(Pointing and labeling entries)
------------

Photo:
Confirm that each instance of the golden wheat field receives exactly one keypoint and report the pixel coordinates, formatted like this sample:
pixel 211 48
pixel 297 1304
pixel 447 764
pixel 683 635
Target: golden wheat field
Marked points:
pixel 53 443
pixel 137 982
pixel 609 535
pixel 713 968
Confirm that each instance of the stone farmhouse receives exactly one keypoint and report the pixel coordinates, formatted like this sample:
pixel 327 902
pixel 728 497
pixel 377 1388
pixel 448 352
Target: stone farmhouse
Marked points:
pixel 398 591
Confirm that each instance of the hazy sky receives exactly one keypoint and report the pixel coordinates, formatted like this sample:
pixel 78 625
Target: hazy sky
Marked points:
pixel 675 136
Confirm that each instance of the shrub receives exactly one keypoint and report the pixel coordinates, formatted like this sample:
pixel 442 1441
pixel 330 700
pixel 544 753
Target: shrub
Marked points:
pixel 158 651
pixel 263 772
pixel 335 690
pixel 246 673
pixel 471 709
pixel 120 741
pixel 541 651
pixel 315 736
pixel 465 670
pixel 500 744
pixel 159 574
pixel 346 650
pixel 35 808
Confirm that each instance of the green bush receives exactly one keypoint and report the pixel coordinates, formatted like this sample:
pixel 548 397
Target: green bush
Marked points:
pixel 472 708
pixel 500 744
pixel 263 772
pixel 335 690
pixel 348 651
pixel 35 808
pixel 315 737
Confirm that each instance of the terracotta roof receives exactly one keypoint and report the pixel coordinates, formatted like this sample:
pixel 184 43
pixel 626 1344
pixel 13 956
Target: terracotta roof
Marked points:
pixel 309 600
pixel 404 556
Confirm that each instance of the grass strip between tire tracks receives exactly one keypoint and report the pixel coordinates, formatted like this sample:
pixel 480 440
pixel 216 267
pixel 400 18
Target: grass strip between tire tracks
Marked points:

------------

Format every line of the entries above as a JSON list of strings, with one string per line and blank lines omitted.

[
  "Photo:",
  "Confirm that each instance of the golden wheat field receives exactly one keypoint and report the pixel coordinates, formatted like this sample:",
  "pixel 211 48",
  "pixel 297 1304",
  "pixel 447 764",
  "pixel 683 635",
  "Target: golden wheat field",
  "Marked points:",
  "pixel 53 443",
  "pixel 137 982",
  "pixel 609 535",
  "pixel 713 968",
  "Confirm that each instance of the stone farmhouse receives exactly one keypoint and report the pixel coordinates, formatted like this sample:",
  "pixel 327 902",
  "pixel 728 497",
  "pixel 377 1388",
  "pixel 448 352",
  "Target: stone farmhouse",
  "Marked points:",
  "pixel 398 591",
  "Confirm that each instance of the hazy sky receives exactly one keypoint and report the pixel coordinates, formatted like this sample:",
  "pixel 78 625",
  "Target: hazy sky",
  "Marked points:",
  "pixel 675 136",
  "Confirm that each instance of the shrub receives exactly one keypoint and report the pixel coordinates, formatted like this sample:",
  "pixel 442 1441",
  "pixel 330 700",
  "pixel 544 753",
  "Target: shrub",
  "Marked points:",
  "pixel 158 651",
  "pixel 263 772",
  "pixel 335 690",
  "pixel 246 673",
  "pixel 471 709",
  "pixel 120 741",
  "pixel 541 651",
  "pixel 315 736",
  "pixel 465 670",
  "pixel 500 744",
  "pixel 159 574",
  "pixel 346 650",
  "pixel 35 808",
  "Confirm that each instance of the green bush receives exactly one keypoint and report the pixel coordinates, formatted like this sample:",
  "pixel 548 397",
  "Target: green bush",
  "Marked points:",
  "pixel 472 708",
  "pixel 500 744",
  "pixel 263 772",
  "pixel 335 690",
  "pixel 348 651",
  "pixel 35 808",
  "pixel 315 737",
  "Confirm that each instance of the terracotta roof receives exactly one keypoint and report the pixel coordinates, formatted like this sample:",
  "pixel 184 43",
  "pixel 626 1344",
  "pixel 13 956",
  "Target: terracotta roof",
  "Marked points:",
  "pixel 309 600",
  "pixel 404 556",
  "Confirm that each instance of the grass strip between tire tracks receives exactly one keypoint and report the pixel coordinates, formatted like this sample:",
  "pixel 480 440",
  "pixel 216 267",
  "pixel 400 18",
  "Target: grass strip between tire tracks",
  "Marked points:"
]